REQUIRED ACTION » If a line in the data below holds the word "curb", copy it.

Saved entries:

---

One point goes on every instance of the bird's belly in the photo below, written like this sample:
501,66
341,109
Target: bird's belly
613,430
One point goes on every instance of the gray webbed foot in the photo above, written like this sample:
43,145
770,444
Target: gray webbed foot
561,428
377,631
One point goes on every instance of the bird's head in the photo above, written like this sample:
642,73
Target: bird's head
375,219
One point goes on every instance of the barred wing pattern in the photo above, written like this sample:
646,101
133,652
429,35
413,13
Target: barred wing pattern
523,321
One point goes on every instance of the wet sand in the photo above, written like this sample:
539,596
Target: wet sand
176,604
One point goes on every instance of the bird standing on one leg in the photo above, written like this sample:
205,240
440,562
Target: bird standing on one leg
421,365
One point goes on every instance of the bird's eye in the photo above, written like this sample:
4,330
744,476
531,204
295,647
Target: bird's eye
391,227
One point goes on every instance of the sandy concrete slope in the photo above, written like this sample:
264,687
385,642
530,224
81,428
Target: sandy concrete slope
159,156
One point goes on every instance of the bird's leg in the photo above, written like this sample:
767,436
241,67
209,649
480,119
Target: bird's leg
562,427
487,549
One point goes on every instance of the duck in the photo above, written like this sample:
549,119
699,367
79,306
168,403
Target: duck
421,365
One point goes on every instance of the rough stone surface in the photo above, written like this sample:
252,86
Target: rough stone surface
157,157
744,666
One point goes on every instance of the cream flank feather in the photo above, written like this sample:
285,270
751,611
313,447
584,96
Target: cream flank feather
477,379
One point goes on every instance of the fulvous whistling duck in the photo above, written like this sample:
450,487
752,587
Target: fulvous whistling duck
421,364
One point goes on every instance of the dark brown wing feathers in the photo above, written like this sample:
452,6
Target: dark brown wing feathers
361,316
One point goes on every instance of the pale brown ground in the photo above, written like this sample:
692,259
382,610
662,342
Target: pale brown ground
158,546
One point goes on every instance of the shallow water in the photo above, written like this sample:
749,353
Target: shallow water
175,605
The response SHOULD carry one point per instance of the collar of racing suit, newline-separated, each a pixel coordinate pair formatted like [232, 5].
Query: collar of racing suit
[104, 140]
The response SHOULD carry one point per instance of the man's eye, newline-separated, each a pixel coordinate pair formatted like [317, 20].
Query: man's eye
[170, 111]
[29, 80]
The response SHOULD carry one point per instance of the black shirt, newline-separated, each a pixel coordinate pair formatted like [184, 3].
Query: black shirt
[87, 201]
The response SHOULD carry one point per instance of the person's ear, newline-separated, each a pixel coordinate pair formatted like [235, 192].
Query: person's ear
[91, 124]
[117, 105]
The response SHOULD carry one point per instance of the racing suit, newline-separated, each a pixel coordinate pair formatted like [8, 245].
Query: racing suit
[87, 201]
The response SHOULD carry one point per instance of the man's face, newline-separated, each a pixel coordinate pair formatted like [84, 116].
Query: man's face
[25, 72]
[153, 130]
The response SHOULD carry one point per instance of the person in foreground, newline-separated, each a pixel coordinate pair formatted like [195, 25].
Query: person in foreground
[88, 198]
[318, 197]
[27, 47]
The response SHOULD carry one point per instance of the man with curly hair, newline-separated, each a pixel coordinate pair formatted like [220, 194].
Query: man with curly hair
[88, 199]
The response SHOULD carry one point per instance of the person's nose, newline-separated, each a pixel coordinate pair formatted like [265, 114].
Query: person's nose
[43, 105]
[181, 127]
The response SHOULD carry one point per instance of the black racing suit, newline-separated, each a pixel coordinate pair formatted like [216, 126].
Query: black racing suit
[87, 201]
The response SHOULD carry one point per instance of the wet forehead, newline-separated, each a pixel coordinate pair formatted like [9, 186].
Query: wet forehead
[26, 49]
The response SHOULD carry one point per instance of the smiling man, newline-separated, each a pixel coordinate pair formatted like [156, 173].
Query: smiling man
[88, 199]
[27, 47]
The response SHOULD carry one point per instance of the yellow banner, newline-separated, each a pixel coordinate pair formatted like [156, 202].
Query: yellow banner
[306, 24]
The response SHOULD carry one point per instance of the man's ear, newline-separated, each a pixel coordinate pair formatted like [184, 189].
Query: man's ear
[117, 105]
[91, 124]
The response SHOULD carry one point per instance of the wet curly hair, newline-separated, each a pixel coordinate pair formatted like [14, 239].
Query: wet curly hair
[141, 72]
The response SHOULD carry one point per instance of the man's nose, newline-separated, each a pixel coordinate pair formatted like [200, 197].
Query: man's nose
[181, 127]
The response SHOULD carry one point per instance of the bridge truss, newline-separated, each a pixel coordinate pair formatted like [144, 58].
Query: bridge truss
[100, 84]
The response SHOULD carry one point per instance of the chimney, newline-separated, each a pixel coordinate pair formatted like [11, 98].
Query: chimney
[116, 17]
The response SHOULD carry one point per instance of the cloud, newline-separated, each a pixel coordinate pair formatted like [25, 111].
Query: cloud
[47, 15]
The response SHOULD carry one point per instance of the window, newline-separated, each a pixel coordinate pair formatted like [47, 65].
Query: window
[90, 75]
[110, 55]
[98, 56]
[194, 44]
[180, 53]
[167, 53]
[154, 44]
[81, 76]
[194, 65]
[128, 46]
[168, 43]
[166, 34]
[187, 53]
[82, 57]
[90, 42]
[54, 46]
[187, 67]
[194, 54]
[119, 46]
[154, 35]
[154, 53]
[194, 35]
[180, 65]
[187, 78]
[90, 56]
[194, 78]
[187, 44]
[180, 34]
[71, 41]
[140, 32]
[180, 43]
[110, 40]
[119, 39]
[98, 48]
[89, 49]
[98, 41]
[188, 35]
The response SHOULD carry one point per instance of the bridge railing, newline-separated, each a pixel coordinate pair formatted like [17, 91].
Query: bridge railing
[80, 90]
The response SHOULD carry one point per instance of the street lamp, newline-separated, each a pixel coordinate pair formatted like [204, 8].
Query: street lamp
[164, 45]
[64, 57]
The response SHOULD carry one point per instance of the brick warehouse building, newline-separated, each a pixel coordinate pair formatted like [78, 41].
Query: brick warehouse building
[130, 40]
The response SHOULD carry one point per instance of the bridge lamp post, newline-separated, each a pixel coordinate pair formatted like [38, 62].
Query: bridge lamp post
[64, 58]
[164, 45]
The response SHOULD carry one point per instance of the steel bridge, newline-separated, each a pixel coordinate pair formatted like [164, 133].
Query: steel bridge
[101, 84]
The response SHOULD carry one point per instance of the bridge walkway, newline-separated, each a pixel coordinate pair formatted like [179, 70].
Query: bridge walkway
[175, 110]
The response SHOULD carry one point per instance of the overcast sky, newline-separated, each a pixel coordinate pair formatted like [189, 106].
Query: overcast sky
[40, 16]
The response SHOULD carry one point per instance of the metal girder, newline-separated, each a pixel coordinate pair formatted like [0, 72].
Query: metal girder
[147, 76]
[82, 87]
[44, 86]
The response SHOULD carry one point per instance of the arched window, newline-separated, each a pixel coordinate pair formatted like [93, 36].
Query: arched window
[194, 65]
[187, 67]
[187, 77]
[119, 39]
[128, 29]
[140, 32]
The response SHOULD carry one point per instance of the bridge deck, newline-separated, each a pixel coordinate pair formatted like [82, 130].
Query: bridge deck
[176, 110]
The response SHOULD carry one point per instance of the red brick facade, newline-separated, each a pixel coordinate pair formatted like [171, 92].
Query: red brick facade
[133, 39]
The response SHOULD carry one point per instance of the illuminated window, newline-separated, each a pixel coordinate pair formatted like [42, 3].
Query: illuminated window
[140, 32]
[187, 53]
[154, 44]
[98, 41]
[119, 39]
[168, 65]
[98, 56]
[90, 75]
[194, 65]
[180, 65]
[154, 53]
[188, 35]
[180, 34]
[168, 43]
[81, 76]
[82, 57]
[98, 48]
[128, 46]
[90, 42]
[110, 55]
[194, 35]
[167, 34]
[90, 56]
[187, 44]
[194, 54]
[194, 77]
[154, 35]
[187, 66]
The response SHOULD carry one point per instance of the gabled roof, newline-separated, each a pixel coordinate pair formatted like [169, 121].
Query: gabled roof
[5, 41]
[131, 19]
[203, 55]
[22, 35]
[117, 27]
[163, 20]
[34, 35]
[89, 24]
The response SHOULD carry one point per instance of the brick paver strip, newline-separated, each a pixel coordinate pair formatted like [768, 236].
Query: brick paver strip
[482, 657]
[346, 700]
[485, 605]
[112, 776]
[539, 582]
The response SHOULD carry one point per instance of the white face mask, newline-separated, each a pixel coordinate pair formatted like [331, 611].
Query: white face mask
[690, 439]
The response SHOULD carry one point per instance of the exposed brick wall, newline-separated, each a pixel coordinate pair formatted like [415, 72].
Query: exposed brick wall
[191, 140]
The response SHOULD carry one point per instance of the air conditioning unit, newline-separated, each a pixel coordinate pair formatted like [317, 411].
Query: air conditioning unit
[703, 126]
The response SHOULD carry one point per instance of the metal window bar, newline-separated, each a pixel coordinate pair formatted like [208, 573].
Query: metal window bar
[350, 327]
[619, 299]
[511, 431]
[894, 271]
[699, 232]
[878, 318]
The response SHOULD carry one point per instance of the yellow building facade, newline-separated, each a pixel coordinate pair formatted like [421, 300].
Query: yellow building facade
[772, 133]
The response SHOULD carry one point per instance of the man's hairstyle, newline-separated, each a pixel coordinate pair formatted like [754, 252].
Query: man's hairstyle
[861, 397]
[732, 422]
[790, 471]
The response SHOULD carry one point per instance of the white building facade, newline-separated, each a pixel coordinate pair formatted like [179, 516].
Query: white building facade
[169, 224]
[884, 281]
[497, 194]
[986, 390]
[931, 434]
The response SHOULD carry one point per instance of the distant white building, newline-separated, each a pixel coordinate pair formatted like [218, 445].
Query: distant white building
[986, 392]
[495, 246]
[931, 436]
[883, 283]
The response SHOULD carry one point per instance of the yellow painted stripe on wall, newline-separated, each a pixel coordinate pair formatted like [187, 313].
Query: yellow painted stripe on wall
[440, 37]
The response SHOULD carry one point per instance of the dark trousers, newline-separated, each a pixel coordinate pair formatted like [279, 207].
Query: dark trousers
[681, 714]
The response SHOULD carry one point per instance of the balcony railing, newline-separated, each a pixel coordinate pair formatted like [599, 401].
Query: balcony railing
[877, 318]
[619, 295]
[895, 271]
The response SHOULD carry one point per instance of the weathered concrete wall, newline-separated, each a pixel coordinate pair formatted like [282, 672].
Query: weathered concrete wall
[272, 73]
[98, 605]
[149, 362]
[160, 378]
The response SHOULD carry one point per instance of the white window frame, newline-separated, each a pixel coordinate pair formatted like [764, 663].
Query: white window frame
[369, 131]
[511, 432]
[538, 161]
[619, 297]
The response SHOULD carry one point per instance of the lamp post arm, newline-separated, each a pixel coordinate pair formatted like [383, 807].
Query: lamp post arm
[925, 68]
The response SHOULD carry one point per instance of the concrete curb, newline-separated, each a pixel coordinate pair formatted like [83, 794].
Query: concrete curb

---

RESULT OF THIS EXERCISE »
The response SHOULD carry one point per instance of the concrete curb, newline-separated, each a pixel coordinate pair formatted like [83, 794].
Query: concrete curb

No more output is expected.